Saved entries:
╭──
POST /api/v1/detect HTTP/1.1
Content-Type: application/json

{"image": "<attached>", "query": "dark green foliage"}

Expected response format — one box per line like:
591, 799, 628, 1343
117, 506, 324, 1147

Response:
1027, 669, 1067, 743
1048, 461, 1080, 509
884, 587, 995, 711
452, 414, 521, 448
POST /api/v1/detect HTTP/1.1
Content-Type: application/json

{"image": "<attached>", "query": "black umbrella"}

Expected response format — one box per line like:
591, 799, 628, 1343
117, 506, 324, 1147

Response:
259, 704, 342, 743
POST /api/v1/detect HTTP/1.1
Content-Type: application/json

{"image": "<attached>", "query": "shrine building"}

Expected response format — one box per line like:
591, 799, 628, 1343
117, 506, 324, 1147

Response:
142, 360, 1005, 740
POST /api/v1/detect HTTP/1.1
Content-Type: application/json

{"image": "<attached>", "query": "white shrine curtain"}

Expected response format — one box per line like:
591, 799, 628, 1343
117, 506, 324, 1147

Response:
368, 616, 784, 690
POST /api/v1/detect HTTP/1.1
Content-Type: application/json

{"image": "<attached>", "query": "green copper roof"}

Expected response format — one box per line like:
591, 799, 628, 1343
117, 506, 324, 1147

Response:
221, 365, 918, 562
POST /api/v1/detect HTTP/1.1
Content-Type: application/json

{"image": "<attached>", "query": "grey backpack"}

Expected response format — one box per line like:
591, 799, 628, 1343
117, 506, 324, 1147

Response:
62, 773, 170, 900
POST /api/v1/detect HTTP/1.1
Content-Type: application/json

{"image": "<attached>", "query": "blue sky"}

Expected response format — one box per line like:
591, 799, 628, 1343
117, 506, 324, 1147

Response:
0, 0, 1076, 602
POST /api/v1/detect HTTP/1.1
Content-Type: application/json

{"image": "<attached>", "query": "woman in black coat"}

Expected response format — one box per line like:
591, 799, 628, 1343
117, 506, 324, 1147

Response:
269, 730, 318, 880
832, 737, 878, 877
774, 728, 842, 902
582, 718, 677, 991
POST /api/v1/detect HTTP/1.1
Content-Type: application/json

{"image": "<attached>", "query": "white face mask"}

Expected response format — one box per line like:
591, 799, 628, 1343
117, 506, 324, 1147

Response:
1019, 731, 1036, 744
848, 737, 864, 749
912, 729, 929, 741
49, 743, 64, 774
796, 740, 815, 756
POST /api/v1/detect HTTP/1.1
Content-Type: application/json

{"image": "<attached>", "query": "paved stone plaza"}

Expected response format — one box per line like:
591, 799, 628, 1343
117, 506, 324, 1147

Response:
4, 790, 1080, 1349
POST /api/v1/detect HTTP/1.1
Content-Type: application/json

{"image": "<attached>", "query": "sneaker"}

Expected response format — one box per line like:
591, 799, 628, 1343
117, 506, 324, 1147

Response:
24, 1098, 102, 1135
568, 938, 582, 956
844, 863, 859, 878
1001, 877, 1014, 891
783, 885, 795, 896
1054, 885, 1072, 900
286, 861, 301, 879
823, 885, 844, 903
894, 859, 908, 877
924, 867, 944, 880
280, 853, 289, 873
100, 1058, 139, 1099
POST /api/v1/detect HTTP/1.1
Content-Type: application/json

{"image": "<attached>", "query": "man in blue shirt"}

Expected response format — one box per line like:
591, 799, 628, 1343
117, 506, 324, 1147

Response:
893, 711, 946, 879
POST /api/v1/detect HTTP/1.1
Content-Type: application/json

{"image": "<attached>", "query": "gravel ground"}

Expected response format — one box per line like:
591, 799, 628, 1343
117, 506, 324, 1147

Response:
╰──
Work to complete
Tally the lines in these entries that have the string "green" in them, then answer with the count and nothing else.

Exercise solution
2